Extracted text:
+++
Photography as a magical and transitional object, following the paths of literature, visual and fine arts, gave an opportunity to many modern artists to dream about their possible past, express their anxiety, parody the absurdity of everyday life and try to change the course of things.
It is true that photography, forced for a long time to be content with the role of the «mirror of nature» or, in the words of William Henry Fox Talbot, to be «the pencil of nature», i.e. the only true opportunity to faithfully depict reality, little by little managed to enforce its provocative power over the imaginative.
Oscar Rejlander, an English artist of Swedish origin, was one of those who gave a start to some interesting polemic, when in 1857 he demonstrated to the public The Two Ways of Life, a collection of thirty photographs which represented a large-scale allegory of vice and virtue. It was highly praised by Queen Victoria, but attacked by critics, because the artist used a combination of several negatives.
Some were infuriated and alarmed by this ruse, while others saw here an opportunity to test their imagination. Rejlander explained his method in 1863 when he wrote a work titled «The Apology of Photographic Art». Since then the character of photography began to change: models were dressed in a particular way, stage-sets created, different technical adjustments used, including, at a much later date, computers. This evolution overjoyed Lewis Carroll, who exclaimed: «From now on photography as a creation of the spirit reduced the art of the novel to a level of somewhat mechanical work». Lewis Carroll was doubtless a talented amateur photographer and his pictures with little Alice Liddell, who served as a prototype for «Alice in Wonderland», must have given him a lot of inspiration for writing this book.
+++
Source excerpt:

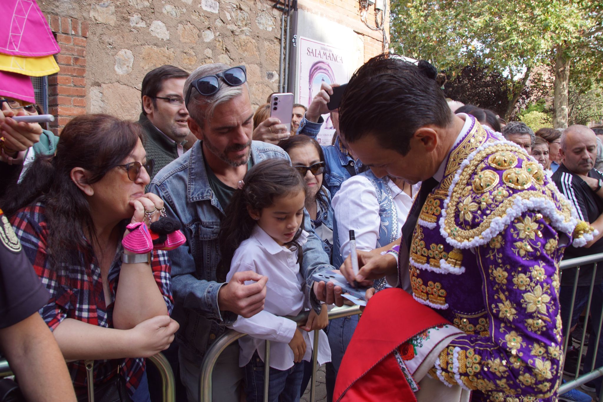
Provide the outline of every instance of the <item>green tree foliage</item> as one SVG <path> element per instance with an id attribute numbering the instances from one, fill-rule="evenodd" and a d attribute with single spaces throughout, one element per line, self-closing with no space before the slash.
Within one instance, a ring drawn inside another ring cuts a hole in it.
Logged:
<path id="1" fill-rule="evenodd" d="M 555 64 L 561 125 L 569 69 L 585 84 L 603 80 L 600 0 L 394 0 L 390 17 L 397 52 L 448 72 L 474 63 L 505 77 L 507 117 L 537 66 Z"/>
+++
Given instruction 1:
List every person named in the passage on photography as art.
Given instruction 2:
Rewrite the paragraph of the photography passage that begins "Some were infuriated" as a short list that keeps its main facts.
This data comes from a different source than the text.

Correct result 1:
William Henry Fox Talbot
Oscar Rejlander
Queen Victoria
Lewis Carroll
Alice Liddell

Correct result 2:
- Rejlander's combining of several negatives infuriated and alarmed some people, while others saw a chance to test their imagination.
- In 1863, Rejlander explained his method in a work titled «The Apology of Photographic Art».
- From then on, photography changed: models were dressed in particular ways, stage sets were built, and technical adjustments were used, much later including computers.
- Lewis Carroll welcomed this change and said photography, as a creation of the spirit, reduced the art of the novel to somewhat mechanical work.
- Carroll was a talented amateur photographer. His pictures of young Alice Liddell, the model for «Alice in Wonderland», must have inspired him to write that book.